Document segment
· · · · ·

Though deprived of mobility and short-term memory, she is healthy and reasonably happy, and the home could not be more comfortable or caring. The only problem – as Basil Fawlty would understand – is the residents. Most of them, at least in my mother's wing, are female, suffering the dementia she has been spared. They have no idea why they're there, and are perpetually waiting for husbands or children to come and collect them. The kindest carers cannot subdue those constant piteous cries of "I want to go home".

In the day room where I sit with my mother, a mechanical electric organ plays Christmas carols and a giant plasma TV shows bright scenes of cookery or holidays. The other week, when she'd nodded off, I was desultorily watching the staff at an Australian zoo trying to propel an angry crocodile into a cage. Suddenly, I realised the melodramatic Aussie shrieks on screen were augmented by real ones from a nearby armchair.

Before my mother arrived here, she spent several months in the Hinchingbrooke Hospital in Huntingdon, receiving NHS care that I cannot praise too highly. The ward was always spotlessly clean; for much of the time, she had a private room; and one day, the nurses even found time to do her hair and doll her up in a frilly pink nightdress.

Without this centre of true excellence, the nearest hospital for Huntingdon's large rural hinterland would be in distant Cambridge or Bedford. And – can't you guess? – it was recently threatened with closure. The threat has receded but for how long, who knows?

· · · · ·

Dataset
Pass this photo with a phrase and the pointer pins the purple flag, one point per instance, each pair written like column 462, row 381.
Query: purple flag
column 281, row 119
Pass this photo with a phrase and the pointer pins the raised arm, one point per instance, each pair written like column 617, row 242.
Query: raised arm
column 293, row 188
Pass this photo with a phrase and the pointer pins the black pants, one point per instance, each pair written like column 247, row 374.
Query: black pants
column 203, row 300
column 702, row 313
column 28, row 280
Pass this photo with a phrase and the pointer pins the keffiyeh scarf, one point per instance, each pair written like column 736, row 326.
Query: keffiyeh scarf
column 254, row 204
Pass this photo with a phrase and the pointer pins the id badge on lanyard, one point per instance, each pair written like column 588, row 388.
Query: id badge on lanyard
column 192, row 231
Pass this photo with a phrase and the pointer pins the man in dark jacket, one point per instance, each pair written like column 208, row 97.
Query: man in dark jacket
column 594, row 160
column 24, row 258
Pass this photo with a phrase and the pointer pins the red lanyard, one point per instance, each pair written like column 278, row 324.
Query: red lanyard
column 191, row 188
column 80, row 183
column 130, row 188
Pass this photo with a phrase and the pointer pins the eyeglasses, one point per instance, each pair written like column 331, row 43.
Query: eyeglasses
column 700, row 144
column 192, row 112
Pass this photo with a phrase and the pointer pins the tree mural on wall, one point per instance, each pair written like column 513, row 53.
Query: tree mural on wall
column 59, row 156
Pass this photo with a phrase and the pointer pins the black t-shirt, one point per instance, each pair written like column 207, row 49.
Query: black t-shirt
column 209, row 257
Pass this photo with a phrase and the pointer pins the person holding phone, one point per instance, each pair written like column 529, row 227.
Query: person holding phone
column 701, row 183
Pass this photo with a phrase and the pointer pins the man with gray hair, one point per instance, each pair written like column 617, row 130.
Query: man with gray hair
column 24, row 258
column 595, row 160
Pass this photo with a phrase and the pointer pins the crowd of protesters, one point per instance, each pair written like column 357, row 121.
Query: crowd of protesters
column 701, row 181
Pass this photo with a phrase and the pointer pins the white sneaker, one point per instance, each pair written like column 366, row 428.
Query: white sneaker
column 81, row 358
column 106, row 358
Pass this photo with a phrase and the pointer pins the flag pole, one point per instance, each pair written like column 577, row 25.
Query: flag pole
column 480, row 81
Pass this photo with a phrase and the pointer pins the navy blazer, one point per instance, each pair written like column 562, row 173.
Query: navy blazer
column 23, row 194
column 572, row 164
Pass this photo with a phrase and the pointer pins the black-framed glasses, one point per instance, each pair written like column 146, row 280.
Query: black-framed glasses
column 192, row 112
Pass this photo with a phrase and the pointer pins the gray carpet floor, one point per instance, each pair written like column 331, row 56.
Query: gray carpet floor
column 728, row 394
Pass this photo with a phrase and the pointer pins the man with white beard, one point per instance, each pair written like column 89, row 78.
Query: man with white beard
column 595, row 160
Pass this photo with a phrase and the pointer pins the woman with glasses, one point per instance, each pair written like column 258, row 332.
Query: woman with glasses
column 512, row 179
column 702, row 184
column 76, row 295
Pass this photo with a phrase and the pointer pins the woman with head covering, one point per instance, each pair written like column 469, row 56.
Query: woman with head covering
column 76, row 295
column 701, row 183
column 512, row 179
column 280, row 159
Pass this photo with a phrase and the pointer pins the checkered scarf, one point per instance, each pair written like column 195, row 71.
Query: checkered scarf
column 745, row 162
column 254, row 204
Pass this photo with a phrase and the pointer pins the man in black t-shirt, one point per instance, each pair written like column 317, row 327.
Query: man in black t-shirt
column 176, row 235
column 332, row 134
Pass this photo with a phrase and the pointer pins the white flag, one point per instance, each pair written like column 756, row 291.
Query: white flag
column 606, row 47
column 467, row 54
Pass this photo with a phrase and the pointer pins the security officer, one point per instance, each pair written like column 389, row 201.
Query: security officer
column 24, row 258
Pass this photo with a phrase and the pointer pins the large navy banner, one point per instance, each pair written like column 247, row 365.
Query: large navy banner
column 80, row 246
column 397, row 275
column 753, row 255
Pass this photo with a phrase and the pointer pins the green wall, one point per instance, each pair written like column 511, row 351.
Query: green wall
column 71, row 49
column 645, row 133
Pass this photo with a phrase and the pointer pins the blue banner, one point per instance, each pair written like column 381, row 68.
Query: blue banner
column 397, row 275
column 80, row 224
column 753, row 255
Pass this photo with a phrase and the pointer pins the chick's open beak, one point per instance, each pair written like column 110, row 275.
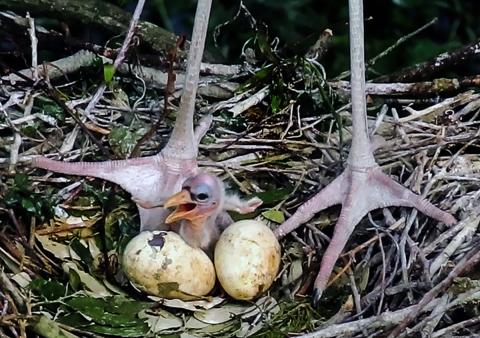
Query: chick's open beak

· · · · ·

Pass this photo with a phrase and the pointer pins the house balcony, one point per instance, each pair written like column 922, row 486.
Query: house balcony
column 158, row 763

· · · · ·

About this task
In the piece about the care home, which hospital did the mother stay in for several months before she arrived there?

Exercise response
Hinchingbrooke Hospital in Huntingdon.